▶ _Work order_
Produce an exact copy of the lines from the line that contains "Objective — for every instance of the mushroom, mark" to the end of the listing below.

▶ _Source material_
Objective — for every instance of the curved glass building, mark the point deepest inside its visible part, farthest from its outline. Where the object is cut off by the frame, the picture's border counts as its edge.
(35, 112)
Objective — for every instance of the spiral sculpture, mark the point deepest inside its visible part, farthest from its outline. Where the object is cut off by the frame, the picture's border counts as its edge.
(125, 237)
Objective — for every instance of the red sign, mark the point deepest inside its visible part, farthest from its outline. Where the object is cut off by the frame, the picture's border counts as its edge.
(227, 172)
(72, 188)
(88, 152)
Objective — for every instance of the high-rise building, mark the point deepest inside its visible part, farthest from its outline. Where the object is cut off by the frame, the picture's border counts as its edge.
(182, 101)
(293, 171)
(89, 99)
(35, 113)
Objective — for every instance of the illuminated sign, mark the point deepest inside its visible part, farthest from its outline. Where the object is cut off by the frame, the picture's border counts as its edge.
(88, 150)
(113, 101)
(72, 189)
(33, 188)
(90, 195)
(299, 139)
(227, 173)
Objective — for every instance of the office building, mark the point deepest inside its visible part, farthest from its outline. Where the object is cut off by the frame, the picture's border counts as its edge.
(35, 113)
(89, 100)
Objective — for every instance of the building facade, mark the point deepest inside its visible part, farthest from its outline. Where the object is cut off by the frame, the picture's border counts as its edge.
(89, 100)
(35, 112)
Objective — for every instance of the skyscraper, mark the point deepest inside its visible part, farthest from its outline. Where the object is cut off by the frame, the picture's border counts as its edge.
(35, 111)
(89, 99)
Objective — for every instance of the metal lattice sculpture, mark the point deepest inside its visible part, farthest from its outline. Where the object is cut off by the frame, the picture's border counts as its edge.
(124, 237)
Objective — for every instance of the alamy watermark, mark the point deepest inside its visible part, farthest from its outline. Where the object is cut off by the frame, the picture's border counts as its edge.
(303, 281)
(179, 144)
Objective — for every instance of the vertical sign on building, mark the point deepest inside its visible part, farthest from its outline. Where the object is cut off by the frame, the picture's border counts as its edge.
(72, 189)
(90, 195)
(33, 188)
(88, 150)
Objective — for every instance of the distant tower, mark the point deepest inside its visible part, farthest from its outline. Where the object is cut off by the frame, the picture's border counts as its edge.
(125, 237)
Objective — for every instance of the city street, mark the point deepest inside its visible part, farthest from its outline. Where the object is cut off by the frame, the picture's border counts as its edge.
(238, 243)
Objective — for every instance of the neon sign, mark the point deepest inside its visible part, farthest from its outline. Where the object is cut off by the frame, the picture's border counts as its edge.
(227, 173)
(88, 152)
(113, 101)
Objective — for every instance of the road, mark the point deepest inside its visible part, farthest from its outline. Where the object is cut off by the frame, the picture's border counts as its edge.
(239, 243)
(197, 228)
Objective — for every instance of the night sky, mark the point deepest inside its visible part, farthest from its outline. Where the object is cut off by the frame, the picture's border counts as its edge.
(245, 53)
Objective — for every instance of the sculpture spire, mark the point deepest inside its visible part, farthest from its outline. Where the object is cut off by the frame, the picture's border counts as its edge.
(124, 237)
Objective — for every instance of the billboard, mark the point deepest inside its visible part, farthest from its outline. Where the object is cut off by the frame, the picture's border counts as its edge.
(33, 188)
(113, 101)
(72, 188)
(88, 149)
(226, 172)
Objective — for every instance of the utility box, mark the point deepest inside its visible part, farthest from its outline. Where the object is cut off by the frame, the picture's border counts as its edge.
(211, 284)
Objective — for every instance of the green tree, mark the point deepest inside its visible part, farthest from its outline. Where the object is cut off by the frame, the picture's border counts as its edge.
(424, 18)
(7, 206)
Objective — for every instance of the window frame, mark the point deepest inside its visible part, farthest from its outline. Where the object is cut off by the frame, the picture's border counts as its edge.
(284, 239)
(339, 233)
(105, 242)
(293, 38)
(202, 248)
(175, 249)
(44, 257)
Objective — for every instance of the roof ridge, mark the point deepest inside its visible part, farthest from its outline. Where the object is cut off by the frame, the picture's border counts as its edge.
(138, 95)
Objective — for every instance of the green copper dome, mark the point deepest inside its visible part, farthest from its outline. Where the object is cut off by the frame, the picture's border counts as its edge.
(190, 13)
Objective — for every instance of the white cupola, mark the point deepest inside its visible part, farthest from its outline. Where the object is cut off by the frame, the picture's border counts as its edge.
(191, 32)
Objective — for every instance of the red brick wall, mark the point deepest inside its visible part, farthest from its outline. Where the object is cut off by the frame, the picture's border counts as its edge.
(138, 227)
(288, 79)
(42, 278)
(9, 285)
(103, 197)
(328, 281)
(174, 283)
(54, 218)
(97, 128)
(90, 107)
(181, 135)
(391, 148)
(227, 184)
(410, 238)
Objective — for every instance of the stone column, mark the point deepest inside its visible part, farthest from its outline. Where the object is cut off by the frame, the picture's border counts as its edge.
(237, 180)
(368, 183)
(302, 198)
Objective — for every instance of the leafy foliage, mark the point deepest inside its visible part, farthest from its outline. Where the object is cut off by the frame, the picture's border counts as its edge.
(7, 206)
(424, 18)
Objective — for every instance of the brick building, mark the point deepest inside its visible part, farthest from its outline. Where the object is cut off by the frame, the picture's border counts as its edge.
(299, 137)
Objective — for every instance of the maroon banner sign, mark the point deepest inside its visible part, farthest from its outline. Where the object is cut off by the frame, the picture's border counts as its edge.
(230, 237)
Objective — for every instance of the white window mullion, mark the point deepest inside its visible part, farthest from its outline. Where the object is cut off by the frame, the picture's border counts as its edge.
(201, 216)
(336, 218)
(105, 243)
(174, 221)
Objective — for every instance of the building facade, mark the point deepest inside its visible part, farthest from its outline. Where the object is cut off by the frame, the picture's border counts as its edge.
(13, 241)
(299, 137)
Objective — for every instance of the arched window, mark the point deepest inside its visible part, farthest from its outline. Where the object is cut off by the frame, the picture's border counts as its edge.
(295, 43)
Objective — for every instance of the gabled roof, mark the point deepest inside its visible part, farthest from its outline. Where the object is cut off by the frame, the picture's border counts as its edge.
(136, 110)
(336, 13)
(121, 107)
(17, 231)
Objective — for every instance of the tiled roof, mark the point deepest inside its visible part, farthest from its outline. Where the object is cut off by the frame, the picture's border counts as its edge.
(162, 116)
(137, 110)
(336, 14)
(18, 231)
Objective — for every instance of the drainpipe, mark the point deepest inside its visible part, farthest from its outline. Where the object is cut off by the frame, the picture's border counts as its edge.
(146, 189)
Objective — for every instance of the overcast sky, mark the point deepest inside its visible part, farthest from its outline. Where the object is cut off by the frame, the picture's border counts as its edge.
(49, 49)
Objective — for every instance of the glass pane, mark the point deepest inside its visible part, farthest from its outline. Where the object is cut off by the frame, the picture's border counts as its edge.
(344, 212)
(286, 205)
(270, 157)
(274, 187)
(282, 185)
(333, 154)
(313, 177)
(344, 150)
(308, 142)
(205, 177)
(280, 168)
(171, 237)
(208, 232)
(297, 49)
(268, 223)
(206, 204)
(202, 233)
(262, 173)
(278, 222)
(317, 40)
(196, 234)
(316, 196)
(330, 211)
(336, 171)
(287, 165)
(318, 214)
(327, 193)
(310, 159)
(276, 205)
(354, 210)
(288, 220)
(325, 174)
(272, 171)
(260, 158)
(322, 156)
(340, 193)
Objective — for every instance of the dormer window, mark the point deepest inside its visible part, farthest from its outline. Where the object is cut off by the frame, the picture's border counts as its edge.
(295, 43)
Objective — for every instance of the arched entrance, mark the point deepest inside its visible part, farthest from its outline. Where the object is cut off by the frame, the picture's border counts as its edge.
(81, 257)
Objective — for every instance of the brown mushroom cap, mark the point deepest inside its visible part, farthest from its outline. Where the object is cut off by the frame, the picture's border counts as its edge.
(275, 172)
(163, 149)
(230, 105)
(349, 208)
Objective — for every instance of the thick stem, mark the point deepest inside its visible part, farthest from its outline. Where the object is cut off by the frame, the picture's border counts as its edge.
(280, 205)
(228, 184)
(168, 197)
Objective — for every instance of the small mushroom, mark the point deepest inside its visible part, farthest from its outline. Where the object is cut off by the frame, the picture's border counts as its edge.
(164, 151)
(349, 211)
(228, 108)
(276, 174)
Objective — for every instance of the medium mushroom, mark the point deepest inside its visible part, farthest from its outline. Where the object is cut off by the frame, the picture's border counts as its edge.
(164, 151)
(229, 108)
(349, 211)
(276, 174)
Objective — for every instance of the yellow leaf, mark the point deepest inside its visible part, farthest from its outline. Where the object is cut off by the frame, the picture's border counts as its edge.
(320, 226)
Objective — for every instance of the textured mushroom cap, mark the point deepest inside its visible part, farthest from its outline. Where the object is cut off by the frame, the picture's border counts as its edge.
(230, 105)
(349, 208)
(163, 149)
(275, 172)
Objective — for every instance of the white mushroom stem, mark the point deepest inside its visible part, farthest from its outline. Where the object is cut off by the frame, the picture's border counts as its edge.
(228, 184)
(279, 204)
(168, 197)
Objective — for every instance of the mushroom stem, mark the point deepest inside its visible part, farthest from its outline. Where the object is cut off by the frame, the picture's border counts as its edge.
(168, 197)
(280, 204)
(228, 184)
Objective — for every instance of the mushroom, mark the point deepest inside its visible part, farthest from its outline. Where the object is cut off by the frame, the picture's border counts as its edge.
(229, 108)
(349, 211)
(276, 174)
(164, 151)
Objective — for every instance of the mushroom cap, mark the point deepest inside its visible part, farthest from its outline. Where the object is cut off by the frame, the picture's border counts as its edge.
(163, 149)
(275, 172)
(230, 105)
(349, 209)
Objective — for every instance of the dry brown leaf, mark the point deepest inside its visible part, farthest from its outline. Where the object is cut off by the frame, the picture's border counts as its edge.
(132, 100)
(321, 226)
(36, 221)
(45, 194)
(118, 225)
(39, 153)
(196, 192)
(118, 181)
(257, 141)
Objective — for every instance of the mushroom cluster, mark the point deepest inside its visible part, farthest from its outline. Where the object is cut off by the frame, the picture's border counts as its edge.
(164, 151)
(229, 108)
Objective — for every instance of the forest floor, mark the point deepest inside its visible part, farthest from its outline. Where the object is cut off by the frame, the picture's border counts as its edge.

▶ _Reply_
Objective — for every instance of the mushroom, mark the point deepest inside its visible part, farthest from its outline. Where the object is cut off by the frame, the picture's border counts as its edge.
(229, 108)
(349, 211)
(276, 174)
(164, 151)
Objective — for every instance of the mushroom cap, mark the point deepest inside its visible part, farthest from its outline. Where the object is cut off by the frame, the picture's border counts as its edge.
(163, 149)
(275, 172)
(230, 105)
(349, 209)
Objective — for every instance of the dry brown leaf, mark the point deepest inside its visible part, farthest from its outline. Where the object is cut off by the frame, the picture's border counts as its edge.
(132, 100)
(321, 226)
(36, 221)
(45, 194)
(118, 225)
(39, 153)
(196, 192)
(118, 181)
(257, 141)
Objective — for every instance of the mushroom cluster, mark the point deepest inside its visible part, farthest from its outline. Where the object is cut off by the frame, the picture's border counts as its edge.
(164, 151)
(229, 108)
Objective — for every instance of the forest floor, mark the point deepest inside its visible part, farthest from its outline. Where the object is cut off by the frame, the picture's border counts as its edge.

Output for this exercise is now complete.